* **What to produce**:
Return the records that follow, matching each one exactly.

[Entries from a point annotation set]
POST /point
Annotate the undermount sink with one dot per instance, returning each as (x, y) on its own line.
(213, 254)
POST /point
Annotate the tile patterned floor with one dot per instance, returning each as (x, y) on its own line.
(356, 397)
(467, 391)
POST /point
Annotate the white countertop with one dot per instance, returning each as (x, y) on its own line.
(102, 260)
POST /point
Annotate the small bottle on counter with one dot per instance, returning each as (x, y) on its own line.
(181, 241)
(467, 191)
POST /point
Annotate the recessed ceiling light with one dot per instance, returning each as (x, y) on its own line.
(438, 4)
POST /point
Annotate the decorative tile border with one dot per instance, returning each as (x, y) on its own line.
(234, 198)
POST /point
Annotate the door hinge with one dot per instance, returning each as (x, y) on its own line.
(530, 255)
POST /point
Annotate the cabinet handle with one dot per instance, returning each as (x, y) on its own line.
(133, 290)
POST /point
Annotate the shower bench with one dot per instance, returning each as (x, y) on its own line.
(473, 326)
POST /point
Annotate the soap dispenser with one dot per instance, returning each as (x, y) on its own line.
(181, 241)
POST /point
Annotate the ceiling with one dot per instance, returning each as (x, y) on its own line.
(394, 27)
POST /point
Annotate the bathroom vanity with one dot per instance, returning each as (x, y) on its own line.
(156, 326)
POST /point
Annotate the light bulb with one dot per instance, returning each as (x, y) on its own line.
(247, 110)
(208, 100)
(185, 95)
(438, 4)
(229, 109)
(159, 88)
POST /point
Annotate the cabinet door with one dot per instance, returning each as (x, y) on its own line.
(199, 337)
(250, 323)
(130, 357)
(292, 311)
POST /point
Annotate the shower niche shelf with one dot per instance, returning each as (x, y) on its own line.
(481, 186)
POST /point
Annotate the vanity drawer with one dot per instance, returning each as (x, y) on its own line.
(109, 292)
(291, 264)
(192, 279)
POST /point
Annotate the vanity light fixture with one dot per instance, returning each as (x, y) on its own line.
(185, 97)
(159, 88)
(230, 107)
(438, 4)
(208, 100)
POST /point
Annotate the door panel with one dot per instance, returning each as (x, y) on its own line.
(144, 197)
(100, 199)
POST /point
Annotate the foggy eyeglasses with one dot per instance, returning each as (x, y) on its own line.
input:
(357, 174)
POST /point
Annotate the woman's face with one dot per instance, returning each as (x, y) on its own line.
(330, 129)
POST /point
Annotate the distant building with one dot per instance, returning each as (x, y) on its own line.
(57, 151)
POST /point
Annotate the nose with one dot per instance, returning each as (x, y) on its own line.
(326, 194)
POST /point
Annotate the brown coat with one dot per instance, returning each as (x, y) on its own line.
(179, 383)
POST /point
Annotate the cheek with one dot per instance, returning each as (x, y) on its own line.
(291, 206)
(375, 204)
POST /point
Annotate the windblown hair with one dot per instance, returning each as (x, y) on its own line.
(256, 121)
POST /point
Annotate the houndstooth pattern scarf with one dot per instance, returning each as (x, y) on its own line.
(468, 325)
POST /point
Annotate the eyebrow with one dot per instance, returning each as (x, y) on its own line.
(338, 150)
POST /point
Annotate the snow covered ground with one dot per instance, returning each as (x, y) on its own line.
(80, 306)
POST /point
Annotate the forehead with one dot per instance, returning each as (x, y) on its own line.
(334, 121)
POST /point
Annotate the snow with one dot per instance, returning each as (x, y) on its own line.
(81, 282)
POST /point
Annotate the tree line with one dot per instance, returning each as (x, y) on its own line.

* **The result**:
POST /point
Annotate the undermount sink with one dot per instance, returning each as (x, y) on its own line.
(213, 254)
POST /point
Annotate the tile patterned floor with one dot per instance, returning each as (x, y) on its own line.
(356, 397)
(467, 391)
POST /point
Annotate the white countertop with one dot per instance, returning each as (x, y) on its own line.
(102, 260)
POST /point
Annotate the small bottle on counter with one dot per instance, returning each as (x, y) on its own line.
(181, 241)
(467, 191)
POST /point
Annotate the recessed ceiling light with one dot per instance, returning each as (x, y) on its own line.
(438, 4)
POST /point
Annotate the decorative tile border with one dot per instance, returning each as (x, y) on its own line.
(234, 198)
POST /point
Annotate the door hinge with one dot per instance, returning each as (x, y) on its own line.
(530, 255)
POST /point
Annotate the cabinet handle with one dot per instance, returning each as (x, y) on its own line.
(133, 290)
POST /point
Annotate the shower bench with one dot per instance, returning each as (x, y) on its own line.
(473, 326)
POST /point
Annotate the soap dispenser with one dot per instance, returning each as (x, y) on its own line.
(181, 241)
POST /point
Annotate the ceiling with one dot per instance, returning each as (x, y) on its own line.
(394, 27)
POST /point
Annotate the bathroom vanity with one dot per instance, returning each as (x, y) on its own line.
(156, 326)
POST /point
Annotate the light bulb with one dot per instance, returning each as (x, y) on its own line.
(247, 110)
(208, 100)
(185, 95)
(438, 4)
(229, 109)
(159, 88)
POST /point
Annotate the cabinet door with one dot per instance, returning each as (x, y) on its own line.
(199, 337)
(250, 323)
(130, 357)
(292, 311)
POST /point
Annotate the shower niche shelf with one dot per instance, returning each as (x, y) on its own line.
(481, 186)
POST /point
Annotate the vanity drawer with one dot per instance, returning each as (x, y) on its own line.
(109, 292)
(291, 264)
(192, 279)
POST /point
Annotate the vanity light fixture with one dot per instance, returning each as (x, y) on its own line.
(185, 97)
(159, 88)
(230, 107)
(438, 4)
(208, 100)
POST /point
Annotate the door panel with one dot per instance, returning each as (x, y) on its own line.
(144, 197)
(100, 199)
POST /point
Annotate the foggy eyeglasses with one dot per instance, returning each as (x, y) on its own line.
input:
(357, 174)
POST /point
Annotate the woman's face with one dot per instance, returning each as (x, y) on its own line.
(330, 129)
POST /point
Annotate the distant building with one dot per instance, returning each as (x, y) on its own line.
(57, 151)
POST /point
Annotate the nose with one dot per instance, returning each as (x, y) on its own line.
(326, 194)
POST /point
Annotate the brown coat with one dot per instance, returning each as (x, y) on its own line.
(179, 383)
POST /point
Annotate the cheek with one dot per instance, returning each as (x, y) on its own line.
(291, 206)
(375, 204)
POST /point
Annotate the windblown hair with one dot per instance, returning each as (x, y) on its own line.
(256, 121)
POST /point
Annotate the houndstooth pattern scarf with one dot per instance, returning each as (x, y) on its own line.
(468, 325)
POST /point
Annotate the eyebrow with one dot per instance, returning each as (x, y) on its own line.
(338, 150)
POST /point
Annotate the snow covered ground with one dot per instance, returning each as (x, y) on its own line.
(80, 306)
POST /point
Annotate the forehead with one dot per instance, returning each as (x, y) on its own line.
(334, 121)
POST /point
Annotate the snow with one dot per instance, returning each as (x, y) on its own line.
(81, 282)
POST /point
Annotate the tree line with one dot per instance, returning each as (x, y) on its own line.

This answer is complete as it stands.